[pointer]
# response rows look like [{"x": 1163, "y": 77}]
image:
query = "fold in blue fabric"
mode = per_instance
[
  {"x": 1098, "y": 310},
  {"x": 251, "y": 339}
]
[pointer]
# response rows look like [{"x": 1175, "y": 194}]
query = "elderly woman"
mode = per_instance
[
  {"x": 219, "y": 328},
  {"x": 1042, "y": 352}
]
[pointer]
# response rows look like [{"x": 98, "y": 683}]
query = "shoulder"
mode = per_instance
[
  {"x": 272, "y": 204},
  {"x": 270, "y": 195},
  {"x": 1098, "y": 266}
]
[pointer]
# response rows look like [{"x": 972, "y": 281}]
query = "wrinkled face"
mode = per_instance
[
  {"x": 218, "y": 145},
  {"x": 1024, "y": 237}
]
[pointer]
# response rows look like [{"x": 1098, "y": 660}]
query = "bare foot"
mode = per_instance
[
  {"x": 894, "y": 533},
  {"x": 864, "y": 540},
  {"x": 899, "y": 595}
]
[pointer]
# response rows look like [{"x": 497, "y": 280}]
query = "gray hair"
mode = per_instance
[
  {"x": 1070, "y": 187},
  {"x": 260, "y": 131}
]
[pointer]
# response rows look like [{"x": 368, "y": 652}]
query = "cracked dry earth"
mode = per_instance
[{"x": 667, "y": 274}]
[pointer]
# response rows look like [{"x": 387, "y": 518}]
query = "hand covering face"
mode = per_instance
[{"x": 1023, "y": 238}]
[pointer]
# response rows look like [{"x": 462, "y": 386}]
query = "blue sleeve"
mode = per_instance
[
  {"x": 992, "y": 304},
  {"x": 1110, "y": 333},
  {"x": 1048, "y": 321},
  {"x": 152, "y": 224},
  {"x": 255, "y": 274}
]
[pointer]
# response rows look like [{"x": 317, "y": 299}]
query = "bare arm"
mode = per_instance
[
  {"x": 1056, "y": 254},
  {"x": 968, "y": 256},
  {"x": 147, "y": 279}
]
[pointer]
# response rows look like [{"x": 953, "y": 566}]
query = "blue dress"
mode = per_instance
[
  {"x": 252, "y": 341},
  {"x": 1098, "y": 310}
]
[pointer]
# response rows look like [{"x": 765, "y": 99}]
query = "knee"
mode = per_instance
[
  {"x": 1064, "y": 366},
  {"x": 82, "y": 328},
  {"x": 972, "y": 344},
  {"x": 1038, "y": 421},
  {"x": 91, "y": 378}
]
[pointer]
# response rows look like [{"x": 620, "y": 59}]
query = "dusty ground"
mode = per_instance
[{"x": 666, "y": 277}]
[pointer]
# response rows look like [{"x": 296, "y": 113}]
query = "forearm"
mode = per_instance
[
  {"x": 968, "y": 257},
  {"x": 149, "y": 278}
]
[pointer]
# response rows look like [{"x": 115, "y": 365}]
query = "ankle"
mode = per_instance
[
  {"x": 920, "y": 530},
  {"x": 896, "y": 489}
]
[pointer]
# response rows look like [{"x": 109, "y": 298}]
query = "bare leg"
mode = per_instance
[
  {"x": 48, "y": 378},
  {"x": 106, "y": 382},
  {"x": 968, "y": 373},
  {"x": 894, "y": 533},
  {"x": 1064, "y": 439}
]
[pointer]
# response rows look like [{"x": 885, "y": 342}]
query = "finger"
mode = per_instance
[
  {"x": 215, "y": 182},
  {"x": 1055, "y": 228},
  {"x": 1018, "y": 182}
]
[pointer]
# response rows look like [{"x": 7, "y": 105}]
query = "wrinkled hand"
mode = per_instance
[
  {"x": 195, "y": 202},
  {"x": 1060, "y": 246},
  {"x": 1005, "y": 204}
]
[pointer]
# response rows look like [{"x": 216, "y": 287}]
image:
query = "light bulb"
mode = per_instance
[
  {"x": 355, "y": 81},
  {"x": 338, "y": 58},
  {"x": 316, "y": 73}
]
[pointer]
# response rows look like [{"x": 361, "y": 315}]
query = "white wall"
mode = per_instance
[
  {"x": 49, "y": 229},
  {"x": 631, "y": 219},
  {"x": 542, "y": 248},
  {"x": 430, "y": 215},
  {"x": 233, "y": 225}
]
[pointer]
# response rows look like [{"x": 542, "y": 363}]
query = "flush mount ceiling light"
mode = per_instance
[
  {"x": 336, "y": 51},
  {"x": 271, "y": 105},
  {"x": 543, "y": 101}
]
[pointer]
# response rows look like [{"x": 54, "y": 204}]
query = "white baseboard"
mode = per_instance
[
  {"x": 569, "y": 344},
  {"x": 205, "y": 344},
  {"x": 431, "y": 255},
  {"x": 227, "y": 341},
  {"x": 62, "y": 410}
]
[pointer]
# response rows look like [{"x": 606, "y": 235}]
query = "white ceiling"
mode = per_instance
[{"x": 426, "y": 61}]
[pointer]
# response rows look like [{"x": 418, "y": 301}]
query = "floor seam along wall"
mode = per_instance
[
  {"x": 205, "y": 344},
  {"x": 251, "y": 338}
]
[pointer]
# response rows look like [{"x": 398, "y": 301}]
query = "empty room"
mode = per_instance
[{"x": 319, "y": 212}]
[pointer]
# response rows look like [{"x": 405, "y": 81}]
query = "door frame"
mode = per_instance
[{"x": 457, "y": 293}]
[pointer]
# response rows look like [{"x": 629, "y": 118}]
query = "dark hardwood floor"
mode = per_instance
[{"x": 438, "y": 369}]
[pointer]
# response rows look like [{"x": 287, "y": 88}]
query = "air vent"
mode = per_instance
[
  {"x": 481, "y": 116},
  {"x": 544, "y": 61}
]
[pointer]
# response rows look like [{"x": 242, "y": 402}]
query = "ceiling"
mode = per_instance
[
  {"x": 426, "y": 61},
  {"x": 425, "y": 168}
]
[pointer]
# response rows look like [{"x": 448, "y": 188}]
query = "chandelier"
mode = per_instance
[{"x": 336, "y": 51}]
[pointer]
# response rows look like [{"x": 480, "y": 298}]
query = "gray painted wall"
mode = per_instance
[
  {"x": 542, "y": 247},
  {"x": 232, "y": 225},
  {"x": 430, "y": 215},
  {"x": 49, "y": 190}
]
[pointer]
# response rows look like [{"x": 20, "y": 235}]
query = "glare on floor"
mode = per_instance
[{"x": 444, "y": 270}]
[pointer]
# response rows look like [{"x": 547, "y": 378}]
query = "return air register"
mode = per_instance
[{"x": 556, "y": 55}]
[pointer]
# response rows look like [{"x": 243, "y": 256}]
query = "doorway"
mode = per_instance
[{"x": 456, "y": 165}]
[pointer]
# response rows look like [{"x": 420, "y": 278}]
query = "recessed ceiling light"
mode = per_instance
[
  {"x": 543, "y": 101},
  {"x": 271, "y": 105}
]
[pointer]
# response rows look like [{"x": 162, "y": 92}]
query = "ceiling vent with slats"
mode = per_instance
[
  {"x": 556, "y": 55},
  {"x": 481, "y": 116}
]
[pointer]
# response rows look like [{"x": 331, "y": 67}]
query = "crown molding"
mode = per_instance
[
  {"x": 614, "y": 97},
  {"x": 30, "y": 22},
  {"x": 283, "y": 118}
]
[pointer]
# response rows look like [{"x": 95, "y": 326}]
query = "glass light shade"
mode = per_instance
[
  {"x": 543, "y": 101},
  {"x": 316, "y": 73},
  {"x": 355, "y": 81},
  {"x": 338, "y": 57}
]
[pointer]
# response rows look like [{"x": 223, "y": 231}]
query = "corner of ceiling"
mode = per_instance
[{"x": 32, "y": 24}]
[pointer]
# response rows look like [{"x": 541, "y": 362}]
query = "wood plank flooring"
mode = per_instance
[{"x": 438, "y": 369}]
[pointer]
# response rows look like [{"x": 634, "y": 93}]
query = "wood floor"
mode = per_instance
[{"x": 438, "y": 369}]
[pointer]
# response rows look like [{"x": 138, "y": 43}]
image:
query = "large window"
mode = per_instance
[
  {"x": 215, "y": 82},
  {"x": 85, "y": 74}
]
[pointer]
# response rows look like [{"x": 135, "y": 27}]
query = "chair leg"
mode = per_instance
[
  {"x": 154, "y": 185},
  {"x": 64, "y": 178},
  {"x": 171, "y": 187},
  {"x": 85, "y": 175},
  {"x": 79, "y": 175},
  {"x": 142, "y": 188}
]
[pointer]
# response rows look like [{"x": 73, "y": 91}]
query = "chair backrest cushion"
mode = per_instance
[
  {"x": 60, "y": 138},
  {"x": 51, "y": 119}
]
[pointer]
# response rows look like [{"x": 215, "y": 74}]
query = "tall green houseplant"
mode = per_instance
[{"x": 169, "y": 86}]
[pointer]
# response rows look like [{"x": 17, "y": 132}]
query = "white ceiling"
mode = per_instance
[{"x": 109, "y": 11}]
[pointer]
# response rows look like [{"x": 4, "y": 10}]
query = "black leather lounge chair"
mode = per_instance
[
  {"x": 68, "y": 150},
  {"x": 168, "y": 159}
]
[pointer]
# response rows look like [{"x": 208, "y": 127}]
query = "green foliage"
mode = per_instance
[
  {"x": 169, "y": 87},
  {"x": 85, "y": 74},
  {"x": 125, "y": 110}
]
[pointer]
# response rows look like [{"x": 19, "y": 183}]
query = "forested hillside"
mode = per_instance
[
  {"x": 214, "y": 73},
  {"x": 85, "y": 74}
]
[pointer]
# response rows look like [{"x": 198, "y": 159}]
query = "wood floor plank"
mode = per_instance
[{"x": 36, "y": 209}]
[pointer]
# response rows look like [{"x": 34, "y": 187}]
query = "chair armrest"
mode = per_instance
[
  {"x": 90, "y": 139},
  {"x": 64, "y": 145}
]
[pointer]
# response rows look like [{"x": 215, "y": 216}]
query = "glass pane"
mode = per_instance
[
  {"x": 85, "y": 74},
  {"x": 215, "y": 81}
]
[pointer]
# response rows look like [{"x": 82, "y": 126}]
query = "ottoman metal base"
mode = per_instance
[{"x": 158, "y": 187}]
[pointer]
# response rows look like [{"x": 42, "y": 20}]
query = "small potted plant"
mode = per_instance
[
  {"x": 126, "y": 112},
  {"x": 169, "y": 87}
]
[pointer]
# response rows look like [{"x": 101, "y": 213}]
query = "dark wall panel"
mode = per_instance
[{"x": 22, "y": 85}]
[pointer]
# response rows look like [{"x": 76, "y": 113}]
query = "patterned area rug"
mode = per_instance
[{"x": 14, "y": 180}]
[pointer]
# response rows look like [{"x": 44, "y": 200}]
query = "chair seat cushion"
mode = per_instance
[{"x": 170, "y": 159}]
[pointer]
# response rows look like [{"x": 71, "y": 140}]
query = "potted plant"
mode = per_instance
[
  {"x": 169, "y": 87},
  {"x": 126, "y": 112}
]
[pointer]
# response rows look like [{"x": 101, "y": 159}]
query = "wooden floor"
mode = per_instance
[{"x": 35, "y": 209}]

━━━━━━━━━━━━━━━━━━━━

Collect every line of the records that contains the string "gray", treating uppercase and lowercase as different.

SOLUTION TO THIS TASK ::
query = "gray hair"
query = "gray painted wall"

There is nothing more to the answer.